PROBLEM TO WORK ON >> Sift the material for lines containing "instance", and return them.

PROVIDED INFORMATION >>
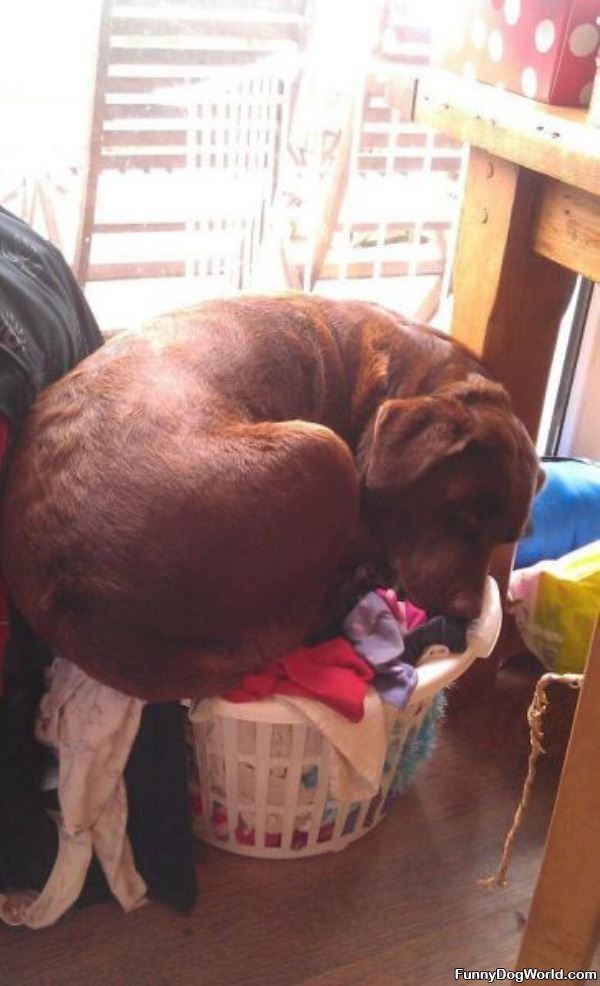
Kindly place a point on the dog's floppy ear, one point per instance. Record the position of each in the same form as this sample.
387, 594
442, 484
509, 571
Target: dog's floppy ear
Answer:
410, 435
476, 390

--

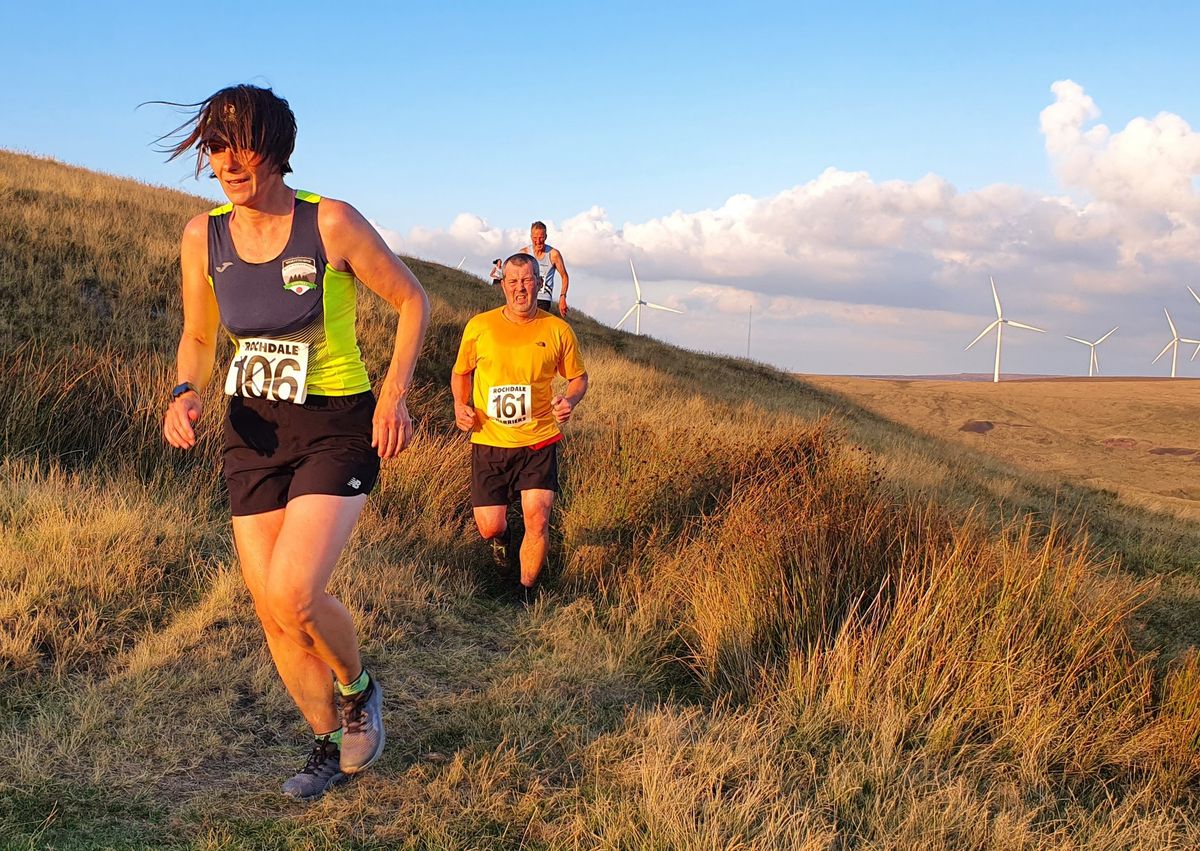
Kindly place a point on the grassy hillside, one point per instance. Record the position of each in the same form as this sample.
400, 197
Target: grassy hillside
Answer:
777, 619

REPLY >>
Kindly place a point on the dog's floppy ear, one point per instance. Record the position of each in the same form as this sample.
Kindly place a point on the grassy hillside, one point per instance. Record the position of each in the same form as this sample.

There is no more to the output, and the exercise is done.